Page text ▸
************

Do you like foie gras?
 
Hi! I am always reading about the foie gras in France. I think they are the livers of geese. I want to try some of the food that France(Paris) is known for when we go next year, but I am not sure about foie gras. I am not one that likes to eat organ meat. Anyway what is good about it and where is a good place to try it without breaking the bank?

StCirq Jul 3rd, 2004 08:13 PM

Yes, I love foie gras, being a denizen of the Périgord. Foie gras simply means fat liver, and it applies to liver of duck or goose (goose is better). You can find it all over France. Good brands are Godard and Rougié.

cigalechanta Jul 3rd, 2004 08:16 PM

Don't fear Tulips, it's like a paté in texture. If you buy some to take home make sure it's in a tin and not glass

carcassone Jul 3rd, 2004 09:13 PM

I first introduced pate to my then 7 year old daughter when we were in Amsterdam; great picnic food on crackers. She promptly graduated to foie gras and it was her birthday request last year when she turned 12. Along with her fondness of traditional English high tea, one friend old me I'm raising a very expensive girl friend. ;-)

Lexma90 Jul 3rd, 2004 09:58 PM

Most of the time, foie gras is actually pate de foie gras (which is fat liver, as StCirq said). We use the same word in English to mean mashed-up (sophisticated cooked term) items, mostly meat (usually raw), and usually with some salt, herbs, etc. that is steamed into a block-like shape, with a relatively soft consistency. You can get pate of lots of meats - see the prepared food section of many gourmet store, or the gourmet section of any supermarket for the canned variety. (You can even get vegetarian pate.) It's served like a spread, as you would with soft cheese, and most often with crackers or bread.

************

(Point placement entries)
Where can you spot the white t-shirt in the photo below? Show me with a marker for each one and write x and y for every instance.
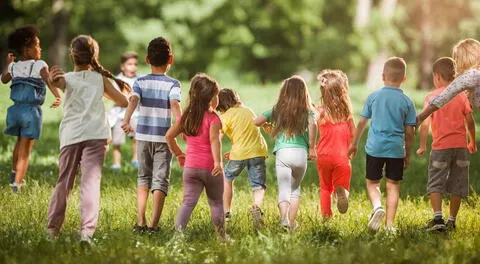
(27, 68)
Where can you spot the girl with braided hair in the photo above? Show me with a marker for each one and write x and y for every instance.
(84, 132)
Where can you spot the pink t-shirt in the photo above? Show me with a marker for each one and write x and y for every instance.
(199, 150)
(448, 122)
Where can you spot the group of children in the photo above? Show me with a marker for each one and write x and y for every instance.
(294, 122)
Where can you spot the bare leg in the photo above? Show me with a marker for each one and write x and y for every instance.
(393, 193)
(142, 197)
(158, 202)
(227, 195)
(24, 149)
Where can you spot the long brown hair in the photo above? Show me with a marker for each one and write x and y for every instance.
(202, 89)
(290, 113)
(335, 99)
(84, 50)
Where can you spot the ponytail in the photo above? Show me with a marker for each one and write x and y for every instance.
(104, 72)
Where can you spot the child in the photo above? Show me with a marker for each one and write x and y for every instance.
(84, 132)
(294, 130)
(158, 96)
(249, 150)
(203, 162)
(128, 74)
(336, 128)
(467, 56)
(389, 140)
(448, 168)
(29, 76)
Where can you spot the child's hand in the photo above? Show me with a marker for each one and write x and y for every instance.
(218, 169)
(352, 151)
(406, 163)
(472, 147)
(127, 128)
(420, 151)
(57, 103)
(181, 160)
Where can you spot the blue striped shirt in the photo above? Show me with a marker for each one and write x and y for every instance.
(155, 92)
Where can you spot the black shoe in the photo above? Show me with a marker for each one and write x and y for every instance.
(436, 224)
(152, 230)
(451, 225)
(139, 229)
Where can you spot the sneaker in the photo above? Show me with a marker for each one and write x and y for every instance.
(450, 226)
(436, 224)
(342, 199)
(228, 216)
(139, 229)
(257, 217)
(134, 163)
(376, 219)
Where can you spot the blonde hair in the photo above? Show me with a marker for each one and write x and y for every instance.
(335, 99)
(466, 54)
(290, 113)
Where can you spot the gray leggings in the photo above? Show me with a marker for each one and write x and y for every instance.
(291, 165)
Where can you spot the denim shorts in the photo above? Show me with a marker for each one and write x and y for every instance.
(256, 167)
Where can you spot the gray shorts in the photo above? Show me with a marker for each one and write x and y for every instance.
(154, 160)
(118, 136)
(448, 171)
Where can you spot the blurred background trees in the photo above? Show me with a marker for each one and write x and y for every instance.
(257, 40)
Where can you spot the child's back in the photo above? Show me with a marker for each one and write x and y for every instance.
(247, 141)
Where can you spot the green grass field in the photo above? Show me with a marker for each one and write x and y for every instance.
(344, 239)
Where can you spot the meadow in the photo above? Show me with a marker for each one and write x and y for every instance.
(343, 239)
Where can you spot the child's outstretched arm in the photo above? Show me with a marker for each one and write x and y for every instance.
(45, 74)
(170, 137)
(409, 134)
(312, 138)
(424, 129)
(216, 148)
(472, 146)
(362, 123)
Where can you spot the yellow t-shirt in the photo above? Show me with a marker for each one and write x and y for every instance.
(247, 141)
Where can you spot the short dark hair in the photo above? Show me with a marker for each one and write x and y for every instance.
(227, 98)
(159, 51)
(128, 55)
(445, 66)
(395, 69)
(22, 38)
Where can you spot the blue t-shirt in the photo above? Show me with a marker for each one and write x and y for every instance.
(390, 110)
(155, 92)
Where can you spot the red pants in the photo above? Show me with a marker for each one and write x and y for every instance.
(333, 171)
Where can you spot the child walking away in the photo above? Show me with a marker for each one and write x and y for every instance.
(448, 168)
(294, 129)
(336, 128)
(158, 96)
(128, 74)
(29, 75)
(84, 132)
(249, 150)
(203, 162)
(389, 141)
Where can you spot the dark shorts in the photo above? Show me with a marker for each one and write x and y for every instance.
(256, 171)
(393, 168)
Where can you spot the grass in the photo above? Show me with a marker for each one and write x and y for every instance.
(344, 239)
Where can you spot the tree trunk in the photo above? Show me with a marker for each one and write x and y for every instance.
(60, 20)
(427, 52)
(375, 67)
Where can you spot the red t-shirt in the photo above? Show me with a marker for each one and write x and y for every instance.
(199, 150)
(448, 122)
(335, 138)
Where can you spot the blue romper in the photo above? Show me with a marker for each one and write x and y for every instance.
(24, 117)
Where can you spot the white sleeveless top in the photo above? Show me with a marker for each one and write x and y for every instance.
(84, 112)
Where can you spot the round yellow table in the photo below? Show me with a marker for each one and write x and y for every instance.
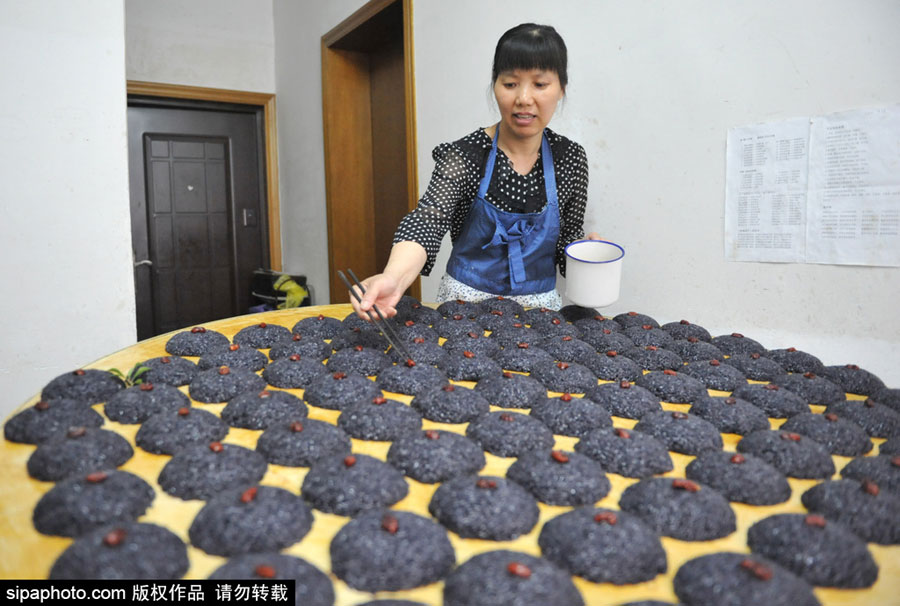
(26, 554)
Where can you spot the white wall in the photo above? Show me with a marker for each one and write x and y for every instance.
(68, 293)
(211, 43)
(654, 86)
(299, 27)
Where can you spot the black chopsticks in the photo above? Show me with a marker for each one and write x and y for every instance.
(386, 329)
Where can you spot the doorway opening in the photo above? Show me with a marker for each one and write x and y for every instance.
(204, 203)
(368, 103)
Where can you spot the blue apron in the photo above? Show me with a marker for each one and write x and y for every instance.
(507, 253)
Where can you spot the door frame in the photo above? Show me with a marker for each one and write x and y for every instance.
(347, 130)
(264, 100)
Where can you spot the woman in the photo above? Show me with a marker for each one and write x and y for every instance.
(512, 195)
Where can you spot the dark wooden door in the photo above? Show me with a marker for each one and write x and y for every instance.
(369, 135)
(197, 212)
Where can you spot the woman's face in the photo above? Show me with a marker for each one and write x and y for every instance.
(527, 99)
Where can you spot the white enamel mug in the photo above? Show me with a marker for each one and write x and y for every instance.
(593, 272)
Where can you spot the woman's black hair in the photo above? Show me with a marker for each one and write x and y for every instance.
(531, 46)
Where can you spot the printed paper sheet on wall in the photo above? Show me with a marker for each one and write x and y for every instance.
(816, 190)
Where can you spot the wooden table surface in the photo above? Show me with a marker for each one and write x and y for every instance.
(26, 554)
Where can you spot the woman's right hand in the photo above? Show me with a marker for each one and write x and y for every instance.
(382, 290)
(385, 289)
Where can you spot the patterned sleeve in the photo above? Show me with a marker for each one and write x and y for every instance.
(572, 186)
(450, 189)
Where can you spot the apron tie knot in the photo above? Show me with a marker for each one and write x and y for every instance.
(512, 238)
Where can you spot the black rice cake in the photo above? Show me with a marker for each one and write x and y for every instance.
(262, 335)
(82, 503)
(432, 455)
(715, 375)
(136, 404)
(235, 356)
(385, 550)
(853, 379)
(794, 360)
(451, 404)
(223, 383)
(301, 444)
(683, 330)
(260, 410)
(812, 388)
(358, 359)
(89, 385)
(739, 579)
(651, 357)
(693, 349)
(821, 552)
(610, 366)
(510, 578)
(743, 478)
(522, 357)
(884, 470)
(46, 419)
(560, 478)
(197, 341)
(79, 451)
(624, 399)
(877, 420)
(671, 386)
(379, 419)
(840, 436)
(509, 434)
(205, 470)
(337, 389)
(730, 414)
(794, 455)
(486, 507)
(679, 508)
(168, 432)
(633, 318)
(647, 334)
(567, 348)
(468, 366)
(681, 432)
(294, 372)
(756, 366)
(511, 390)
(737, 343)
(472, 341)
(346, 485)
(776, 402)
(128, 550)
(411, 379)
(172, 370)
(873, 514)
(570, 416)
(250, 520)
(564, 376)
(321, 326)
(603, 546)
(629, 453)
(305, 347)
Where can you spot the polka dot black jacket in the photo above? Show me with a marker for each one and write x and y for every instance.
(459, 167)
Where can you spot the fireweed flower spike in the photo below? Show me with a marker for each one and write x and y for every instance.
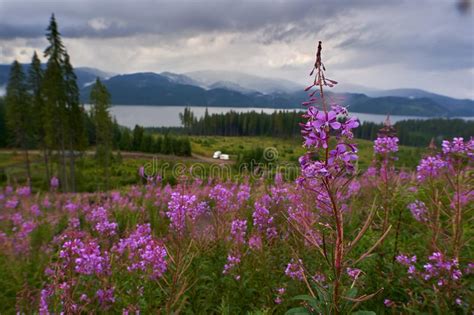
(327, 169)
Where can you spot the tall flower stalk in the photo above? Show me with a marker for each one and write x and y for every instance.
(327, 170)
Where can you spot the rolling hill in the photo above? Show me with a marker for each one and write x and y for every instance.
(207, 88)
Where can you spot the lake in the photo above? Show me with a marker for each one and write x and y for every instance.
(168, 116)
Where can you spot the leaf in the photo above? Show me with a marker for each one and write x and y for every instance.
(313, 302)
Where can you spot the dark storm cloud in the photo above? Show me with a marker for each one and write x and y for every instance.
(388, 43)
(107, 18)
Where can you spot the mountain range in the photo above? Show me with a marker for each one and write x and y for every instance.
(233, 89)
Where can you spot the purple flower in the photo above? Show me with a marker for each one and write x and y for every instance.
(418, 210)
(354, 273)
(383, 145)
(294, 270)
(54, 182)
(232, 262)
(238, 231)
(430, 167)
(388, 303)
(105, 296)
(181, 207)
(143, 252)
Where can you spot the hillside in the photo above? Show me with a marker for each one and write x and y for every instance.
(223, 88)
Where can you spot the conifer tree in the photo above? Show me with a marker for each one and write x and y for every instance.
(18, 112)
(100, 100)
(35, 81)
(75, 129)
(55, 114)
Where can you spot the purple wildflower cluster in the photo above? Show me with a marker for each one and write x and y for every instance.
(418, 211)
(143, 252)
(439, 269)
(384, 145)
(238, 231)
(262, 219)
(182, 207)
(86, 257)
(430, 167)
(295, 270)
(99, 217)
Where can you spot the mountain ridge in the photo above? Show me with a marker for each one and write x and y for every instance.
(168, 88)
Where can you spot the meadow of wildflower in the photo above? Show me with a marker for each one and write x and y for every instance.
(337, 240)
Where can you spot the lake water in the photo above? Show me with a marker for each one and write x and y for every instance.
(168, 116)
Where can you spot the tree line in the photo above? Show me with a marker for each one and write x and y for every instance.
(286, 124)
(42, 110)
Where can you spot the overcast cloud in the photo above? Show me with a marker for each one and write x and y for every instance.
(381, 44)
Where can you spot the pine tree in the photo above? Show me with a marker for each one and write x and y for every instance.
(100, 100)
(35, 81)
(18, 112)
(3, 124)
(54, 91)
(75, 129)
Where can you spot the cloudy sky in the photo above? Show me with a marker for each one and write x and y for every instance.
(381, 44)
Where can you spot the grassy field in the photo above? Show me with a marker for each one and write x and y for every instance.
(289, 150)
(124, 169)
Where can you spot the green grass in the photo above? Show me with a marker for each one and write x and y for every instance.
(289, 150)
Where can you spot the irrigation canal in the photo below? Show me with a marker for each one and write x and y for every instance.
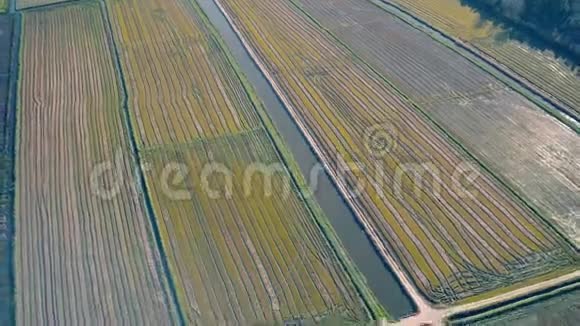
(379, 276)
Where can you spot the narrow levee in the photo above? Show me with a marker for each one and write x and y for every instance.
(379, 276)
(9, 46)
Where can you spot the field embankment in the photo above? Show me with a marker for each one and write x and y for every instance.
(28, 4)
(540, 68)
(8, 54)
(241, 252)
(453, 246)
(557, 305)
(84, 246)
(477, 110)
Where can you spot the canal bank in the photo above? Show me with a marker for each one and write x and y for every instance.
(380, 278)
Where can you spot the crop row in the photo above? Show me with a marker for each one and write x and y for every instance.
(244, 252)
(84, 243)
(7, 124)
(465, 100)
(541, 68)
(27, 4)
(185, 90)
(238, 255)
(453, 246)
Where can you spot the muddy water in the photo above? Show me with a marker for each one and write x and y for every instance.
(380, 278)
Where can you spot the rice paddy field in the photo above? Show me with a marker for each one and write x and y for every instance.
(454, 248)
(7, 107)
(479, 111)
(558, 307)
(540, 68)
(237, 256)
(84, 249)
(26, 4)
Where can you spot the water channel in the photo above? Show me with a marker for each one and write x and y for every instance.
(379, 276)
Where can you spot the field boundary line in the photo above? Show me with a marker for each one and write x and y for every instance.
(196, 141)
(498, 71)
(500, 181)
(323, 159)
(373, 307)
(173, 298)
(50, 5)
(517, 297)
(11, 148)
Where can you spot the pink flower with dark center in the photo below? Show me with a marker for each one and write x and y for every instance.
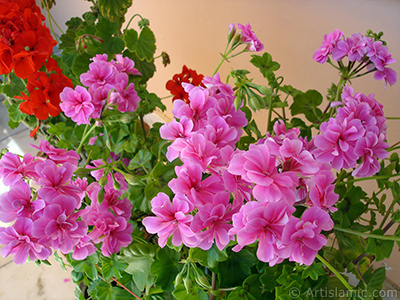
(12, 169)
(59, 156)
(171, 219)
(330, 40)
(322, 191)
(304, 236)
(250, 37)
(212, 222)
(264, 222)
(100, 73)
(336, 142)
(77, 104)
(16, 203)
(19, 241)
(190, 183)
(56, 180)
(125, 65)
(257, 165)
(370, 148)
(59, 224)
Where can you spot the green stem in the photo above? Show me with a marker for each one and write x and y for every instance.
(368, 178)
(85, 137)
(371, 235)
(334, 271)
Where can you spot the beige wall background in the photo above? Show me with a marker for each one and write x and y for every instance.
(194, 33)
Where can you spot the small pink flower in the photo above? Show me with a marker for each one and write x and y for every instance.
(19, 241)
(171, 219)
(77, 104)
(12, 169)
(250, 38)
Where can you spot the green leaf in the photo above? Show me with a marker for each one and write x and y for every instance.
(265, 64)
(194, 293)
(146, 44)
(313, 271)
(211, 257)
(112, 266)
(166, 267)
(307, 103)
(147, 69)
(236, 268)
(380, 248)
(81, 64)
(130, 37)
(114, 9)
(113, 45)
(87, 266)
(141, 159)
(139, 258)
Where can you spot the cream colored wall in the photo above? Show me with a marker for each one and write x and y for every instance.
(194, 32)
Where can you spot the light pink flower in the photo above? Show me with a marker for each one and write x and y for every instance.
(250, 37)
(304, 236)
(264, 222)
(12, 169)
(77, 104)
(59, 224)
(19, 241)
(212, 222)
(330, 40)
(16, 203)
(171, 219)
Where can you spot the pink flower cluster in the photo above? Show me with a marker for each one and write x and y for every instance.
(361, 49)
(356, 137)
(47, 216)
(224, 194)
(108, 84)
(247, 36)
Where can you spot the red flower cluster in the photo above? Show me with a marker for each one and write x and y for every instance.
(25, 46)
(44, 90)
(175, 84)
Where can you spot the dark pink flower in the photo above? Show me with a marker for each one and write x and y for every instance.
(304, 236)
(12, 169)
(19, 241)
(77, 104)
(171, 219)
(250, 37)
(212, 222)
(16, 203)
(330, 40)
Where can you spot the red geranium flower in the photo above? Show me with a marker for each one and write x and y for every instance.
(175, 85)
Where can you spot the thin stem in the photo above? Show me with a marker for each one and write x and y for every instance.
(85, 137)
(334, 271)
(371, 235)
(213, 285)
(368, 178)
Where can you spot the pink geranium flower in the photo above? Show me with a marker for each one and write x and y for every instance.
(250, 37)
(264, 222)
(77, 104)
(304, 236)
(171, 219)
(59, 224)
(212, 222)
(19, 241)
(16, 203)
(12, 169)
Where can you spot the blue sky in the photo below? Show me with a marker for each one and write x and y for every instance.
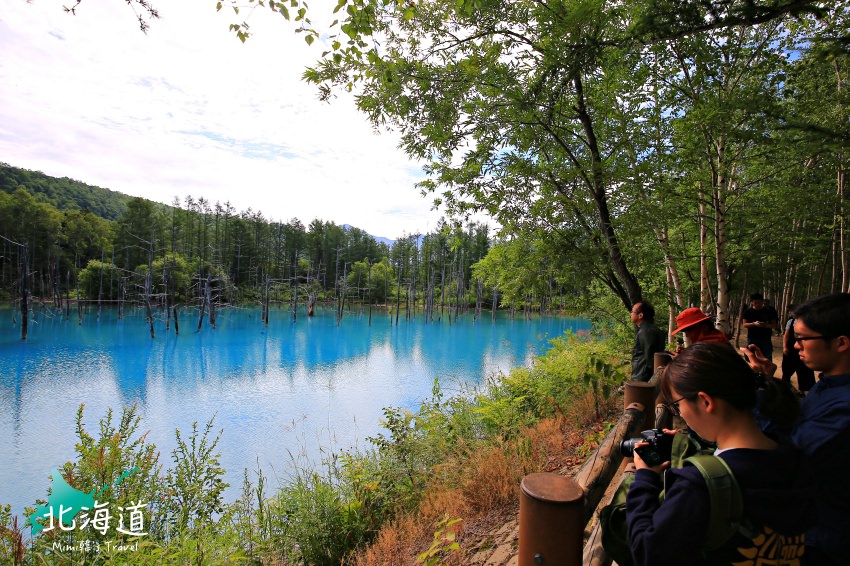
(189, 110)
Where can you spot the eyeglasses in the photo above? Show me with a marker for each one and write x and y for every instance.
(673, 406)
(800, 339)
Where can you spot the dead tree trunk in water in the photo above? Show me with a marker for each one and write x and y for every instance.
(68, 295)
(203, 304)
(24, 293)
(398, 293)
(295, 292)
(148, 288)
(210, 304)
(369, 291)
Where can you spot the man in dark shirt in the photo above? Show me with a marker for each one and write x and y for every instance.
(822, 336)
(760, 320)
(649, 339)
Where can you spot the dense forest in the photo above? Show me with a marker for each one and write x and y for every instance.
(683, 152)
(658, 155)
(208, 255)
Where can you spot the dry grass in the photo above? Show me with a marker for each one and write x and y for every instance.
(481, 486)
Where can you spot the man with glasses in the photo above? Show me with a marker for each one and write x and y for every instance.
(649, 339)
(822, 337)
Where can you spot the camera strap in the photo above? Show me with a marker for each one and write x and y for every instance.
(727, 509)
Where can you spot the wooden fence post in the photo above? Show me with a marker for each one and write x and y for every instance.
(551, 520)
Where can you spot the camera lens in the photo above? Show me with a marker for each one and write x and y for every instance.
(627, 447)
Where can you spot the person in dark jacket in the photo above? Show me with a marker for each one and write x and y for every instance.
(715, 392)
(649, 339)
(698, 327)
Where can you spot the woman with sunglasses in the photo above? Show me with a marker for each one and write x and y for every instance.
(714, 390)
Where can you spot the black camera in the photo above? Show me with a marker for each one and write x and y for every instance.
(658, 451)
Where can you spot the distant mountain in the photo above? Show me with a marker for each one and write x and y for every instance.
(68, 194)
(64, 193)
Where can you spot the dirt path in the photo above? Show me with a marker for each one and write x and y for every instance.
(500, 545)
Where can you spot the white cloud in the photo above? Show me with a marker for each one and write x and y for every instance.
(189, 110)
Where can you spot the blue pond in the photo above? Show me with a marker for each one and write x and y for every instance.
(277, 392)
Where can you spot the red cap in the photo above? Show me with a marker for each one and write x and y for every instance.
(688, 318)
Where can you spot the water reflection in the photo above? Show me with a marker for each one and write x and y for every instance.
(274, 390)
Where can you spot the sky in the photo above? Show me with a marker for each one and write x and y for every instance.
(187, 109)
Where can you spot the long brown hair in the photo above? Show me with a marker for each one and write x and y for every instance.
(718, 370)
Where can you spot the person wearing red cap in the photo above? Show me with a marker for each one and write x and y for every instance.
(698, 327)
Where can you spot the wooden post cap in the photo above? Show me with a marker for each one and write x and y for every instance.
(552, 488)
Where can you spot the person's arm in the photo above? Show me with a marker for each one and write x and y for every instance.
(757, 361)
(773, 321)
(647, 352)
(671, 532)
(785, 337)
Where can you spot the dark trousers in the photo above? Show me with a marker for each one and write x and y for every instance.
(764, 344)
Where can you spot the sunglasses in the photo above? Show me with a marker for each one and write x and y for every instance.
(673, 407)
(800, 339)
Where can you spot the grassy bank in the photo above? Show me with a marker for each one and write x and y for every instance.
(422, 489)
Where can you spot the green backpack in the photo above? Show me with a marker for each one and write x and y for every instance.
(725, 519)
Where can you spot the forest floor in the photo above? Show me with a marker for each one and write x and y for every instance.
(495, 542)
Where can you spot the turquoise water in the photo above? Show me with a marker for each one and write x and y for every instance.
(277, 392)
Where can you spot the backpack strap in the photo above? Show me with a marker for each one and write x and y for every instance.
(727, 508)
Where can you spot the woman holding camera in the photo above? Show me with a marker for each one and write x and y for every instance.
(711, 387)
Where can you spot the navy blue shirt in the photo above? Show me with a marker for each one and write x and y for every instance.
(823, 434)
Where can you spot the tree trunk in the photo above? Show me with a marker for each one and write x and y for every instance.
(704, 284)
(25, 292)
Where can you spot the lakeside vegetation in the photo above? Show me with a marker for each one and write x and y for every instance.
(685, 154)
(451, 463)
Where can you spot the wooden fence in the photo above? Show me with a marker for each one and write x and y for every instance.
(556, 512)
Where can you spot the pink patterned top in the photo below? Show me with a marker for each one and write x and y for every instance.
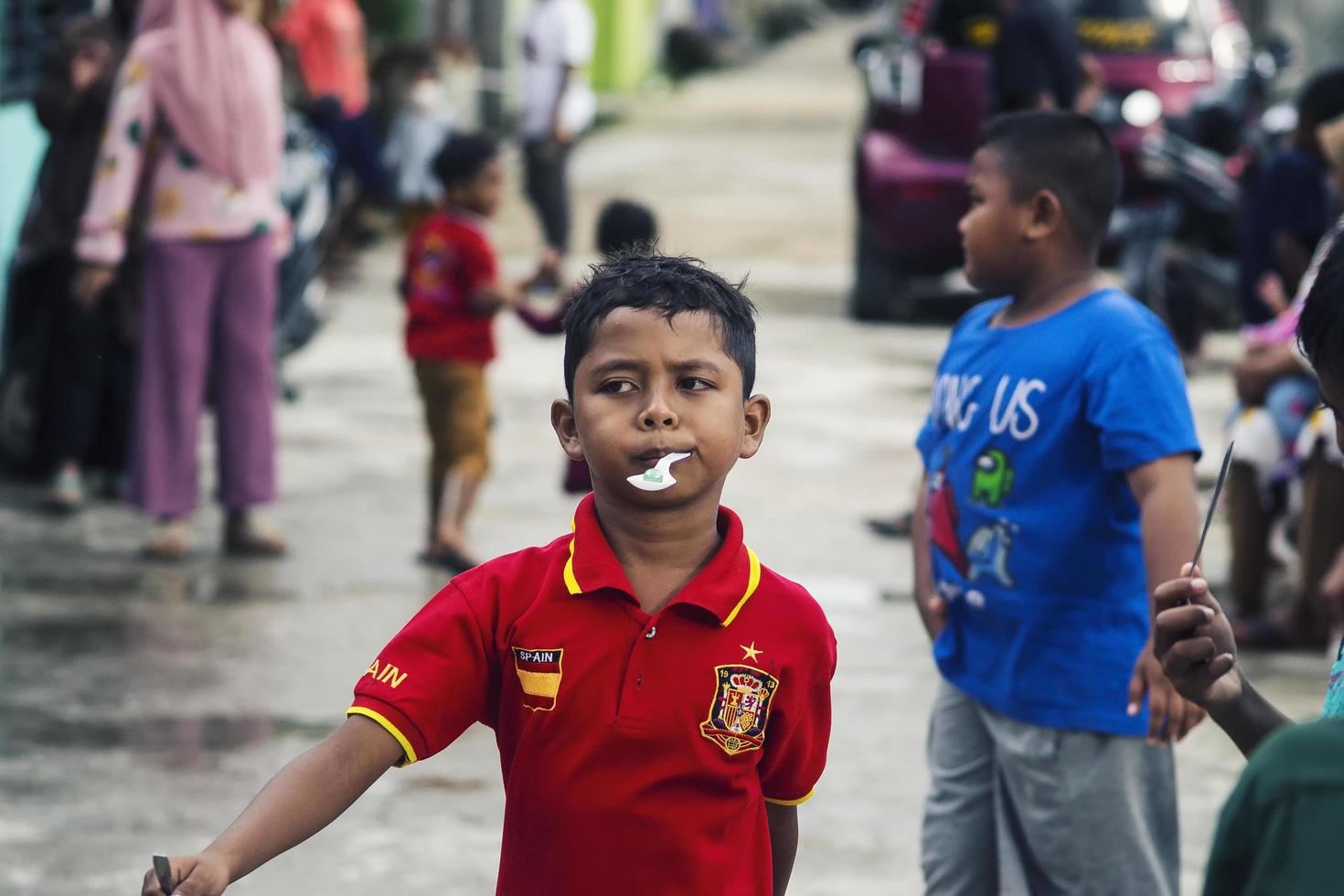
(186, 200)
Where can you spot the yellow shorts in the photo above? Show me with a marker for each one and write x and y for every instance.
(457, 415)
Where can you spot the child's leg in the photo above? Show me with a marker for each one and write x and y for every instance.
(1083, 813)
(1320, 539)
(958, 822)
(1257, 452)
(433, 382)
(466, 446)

************

Challenges ▸
A – Count the lines in the entries that contain the string "black", treating case as significant, and reply with the number alone.
B – Proceed with the foie gras thread, picking up after its last sentence.
The foie gras thread and the entries were taken from separate sources.

Responses by task ▸
A – 6

B –
Pate de foie gras is a pate made using the fattened liver of duck or goose. It's a richer (meatier?) taste of pate than you would get from, let's say, chicken. To get an idea of the taste of pate de foie gras, I would say to buy a small amount from a gourmet store and see what you think. Keep in mind that the better (and more expensive) the pate de foie gras you get, the softer the texture and more refined the taste will be. (Unless you get country-style pate, which will be firmer and have pieces of cooked meat or other things in it. Also good, but different.)

You can get foie gras in other ways, however. Fancy restaurants in the U.S. and Europe serve foie gras, and this is something different. That's the fattened duck or goose liver, quickly pan-seared, and served with various garnishes (usually something sweet). It has a very rich taste, and the consistency is very soft, like butter. I would guess that there are quite a few people who like pate de foie gras who don't like foie gras (my husband, for one). In Europe, and occasionally in the U.S., you can see foie gras served in other ways, primarily variations on the pate idea.

Pate de foie gras, to me at least, does not resemble organ meat. Foie gras is a more unusual taste, and more people might liken it to organ meats.

mpprh Jul 4th, 2004 03:03 AM

Hi

just a few points .....

There is a fairly strong movement to boycott foie gras because of the way it is prepared.

It is actually a natural process in the wild. Birds gorge themselves before making long flights each spring & autumn.

Me, I love it !

Peter
http://tlp.netfirms.com

LarryJ Jul 4th, 2004 04:21 AM


Beynac, France July 2001. The sickest I have ever been in my life was from eating about an ounce of foie gras......or was it the 13 beers I drank that night.

Larry J

Dratta Jul 4th, 2004 07:13 AM

Yummy

ira Jul 4th, 2004 07:15 AM

Hi tulip,

Most of the foie gras you will find is duck (de canard), not goose, liver.

Solid foie gras is extremely expensive. Pate de foie gras can be from gees, ducks or pigs. Check the ingredients list.

47 Rue St Louis en Lille. As good as any we had in Italy. They also have a shop at 4 Rue de Buci.

Across from Amorino (47 Rue St Louis en Lille) is a tiny shop selling foie gras de canard and confite de canard by folks who have their own farm. Well worth stopping in for a sample.

You will either be in heaven or you won't like it.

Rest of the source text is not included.